Abertura. Alguns desenlaces têm sido alcançados por princípios de ordem moral, mas que agora, são também princípios jurídicos, uma vez que entraram no direito brasileiro, permitindo legitimar os primeiros, dentre outros: princípio da ponderação, princípio da coerência e princípio da razoabilidade.

Função. A visão principiológica auxilia o papel do jurista que pode compreendê-los e aplicá-los concretamente com lucidez, discernimento e ética.

Assistência. Lenio Streck diz que o Direito existe para resolver problemas práticos, para enxergar o sujeito no mundo e ajudá-lo: trabalha com a hermenêutica filosófica.

Visão. Na esteira deste movimento, concluímos que nosso problema é paradigmático.

§ §

• DESAFIO: Copie do trecho sobre princípios jurídicos tudo desde "Abertura. Alguns desenlaces" até "problema é paradigmático.", substituindo "jurista" por "magistrado". Os dados a seguir não têm relação com o trecho.

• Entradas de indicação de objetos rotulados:
§ §

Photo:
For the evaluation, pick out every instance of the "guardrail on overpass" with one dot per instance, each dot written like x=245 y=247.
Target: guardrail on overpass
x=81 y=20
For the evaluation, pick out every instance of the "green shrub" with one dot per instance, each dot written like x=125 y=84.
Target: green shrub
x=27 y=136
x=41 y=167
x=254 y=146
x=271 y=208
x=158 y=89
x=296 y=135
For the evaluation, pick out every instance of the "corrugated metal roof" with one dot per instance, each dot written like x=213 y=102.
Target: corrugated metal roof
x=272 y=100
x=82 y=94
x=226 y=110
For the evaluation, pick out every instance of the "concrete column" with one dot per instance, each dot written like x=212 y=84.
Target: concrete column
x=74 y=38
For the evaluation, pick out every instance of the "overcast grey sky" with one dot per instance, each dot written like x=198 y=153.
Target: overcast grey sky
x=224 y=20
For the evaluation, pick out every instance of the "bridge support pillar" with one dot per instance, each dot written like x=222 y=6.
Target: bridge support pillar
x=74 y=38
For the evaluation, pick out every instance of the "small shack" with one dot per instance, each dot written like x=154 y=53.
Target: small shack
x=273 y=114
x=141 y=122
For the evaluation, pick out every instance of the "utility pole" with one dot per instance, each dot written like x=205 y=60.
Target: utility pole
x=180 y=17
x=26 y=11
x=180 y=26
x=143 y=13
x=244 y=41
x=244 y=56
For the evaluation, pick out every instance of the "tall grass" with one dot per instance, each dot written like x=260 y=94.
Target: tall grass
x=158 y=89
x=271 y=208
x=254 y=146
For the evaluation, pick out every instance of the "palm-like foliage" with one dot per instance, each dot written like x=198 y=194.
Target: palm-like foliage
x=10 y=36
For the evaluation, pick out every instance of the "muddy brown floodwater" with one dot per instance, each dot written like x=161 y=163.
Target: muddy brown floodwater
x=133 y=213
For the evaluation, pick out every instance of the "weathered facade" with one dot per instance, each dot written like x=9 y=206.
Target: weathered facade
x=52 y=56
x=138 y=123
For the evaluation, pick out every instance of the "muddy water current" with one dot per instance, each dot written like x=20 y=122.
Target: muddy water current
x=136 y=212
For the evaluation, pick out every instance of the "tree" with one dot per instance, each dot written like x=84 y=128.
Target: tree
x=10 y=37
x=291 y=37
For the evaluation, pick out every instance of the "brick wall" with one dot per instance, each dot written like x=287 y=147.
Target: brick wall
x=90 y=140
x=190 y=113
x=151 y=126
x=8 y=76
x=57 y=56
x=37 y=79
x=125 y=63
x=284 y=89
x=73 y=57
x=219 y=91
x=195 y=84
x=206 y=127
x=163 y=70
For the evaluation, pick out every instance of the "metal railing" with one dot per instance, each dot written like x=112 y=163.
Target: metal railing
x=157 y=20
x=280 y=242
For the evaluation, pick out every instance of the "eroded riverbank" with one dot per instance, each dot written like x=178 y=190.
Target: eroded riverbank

§ §

• RESPOSTA DA TAREFA:
Abertura. Alguns desenlaces têm sido alcançados por princípios de ordem moral, mas que agora, são também princípios jurídicos, uma vez que entraram no direito brasileiro, permitindo legitimar os primeiros, dentre outros: princípio da ponderação, princípio da coerência e princípio da razoabilidade.

Função. A visão principiológica auxilia o papel do magistrado que pode compreendê-los e aplicá-los concretamente com lucidez, discernimento e ética.

Assistência. Lenio Streck diz que o Direito existe para resolver problemas práticos, para enxergar o sujeito no mundo e ajudá-lo: trabalha com a hermenêutica filosófica.

Visão. Na esteira deste movimento, concluímos que nosso problema é paradigmático.